**Exercise instructions:**
Rewrite all of the lines below, swapping every occurrence of "innermost point" for "central point" and keeping everything else unchanged.

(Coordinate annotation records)

......

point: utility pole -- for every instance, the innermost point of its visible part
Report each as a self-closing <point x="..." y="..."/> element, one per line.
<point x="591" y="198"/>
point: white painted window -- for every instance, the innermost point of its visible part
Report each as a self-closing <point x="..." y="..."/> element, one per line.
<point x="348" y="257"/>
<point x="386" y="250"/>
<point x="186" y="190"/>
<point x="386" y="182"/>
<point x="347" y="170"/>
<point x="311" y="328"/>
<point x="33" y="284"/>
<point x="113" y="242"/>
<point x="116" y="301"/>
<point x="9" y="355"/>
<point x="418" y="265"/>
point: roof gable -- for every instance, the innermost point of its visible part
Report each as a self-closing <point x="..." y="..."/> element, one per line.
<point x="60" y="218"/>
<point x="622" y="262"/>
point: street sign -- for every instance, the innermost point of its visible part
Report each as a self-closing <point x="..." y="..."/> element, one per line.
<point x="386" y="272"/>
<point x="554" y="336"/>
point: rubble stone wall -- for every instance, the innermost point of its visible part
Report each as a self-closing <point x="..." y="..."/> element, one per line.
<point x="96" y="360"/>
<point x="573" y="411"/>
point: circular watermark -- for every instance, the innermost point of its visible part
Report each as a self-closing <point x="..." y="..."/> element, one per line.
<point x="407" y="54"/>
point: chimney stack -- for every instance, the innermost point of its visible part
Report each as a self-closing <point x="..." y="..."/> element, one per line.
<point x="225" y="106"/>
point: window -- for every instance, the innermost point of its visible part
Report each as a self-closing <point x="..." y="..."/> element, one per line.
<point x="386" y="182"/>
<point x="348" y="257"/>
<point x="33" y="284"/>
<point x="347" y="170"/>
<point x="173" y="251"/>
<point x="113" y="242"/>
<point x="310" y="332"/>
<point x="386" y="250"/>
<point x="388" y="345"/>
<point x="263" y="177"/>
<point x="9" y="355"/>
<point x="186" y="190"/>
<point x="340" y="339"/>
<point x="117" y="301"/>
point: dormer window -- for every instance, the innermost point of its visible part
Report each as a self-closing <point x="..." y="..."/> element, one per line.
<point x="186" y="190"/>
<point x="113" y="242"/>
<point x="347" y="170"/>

......

**Task result:**
point: utility pole -- for every instance, the central point of its visible part
Report each as a self-closing <point x="..." y="..."/> element, one per line.
<point x="591" y="198"/>
point: white painted window -- for every instance, the central point of its visible part
Report each as a self-closing <point x="..." y="..."/> element, one per line.
<point x="348" y="257"/>
<point x="386" y="250"/>
<point x="186" y="190"/>
<point x="386" y="182"/>
<point x="347" y="170"/>
<point x="311" y="328"/>
<point x="33" y="284"/>
<point x="113" y="242"/>
<point x="116" y="301"/>
<point x="9" y="355"/>
<point x="418" y="265"/>
point: roof gable -- for every instance, the central point of its visible part
Report each as a self-closing <point x="..." y="..."/> element, one per line.
<point x="60" y="218"/>
<point x="622" y="262"/>
point: street sign -- for every instance, the central point of its visible part
Report each as a self-closing <point x="..." y="..."/> element, one per line.
<point x="386" y="272"/>
<point x="554" y="336"/>
point: rubble stone wall -- for every instance, the central point of its visible part
Report each as a self-closing <point x="..." y="..."/> element, one per line.
<point x="96" y="360"/>
<point x="573" y="411"/>
point: circular watermark -- for every instance, the central point of its visible part
Report each as a self-closing <point x="..." y="..."/> element, one per line.
<point x="407" y="54"/>
point: chimney stack -- for every instance, the central point of its visible part
Report each as a self-closing <point x="..." y="..."/> element, one per line.
<point x="225" y="106"/>
point: window -- for every instance, the central point of its visible part
Report each as a self-closing <point x="..." y="..."/> element, one per line.
<point x="386" y="182"/>
<point x="348" y="257"/>
<point x="33" y="284"/>
<point x="347" y="170"/>
<point x="173" y="251"/>
<point x="113" y="242"/>
<point x="310" y="332"/>
<point x="386" y="250"/>
<point x="388" y="345"/>
<point x="263" y="177"/>
<point x="9" y="355"/>
<point x="186" y="190"/>
<point x="340" y="339"/>
<point x="117" y="301"/>
point: dormer window -- for every instance, the central point of its visible part
Report each as a self-closing <point x="..." y="..."/> element, one per line.
<point x="186" y="190"/>
<point x="113" y="242"/>
<point x="347" y="170"/>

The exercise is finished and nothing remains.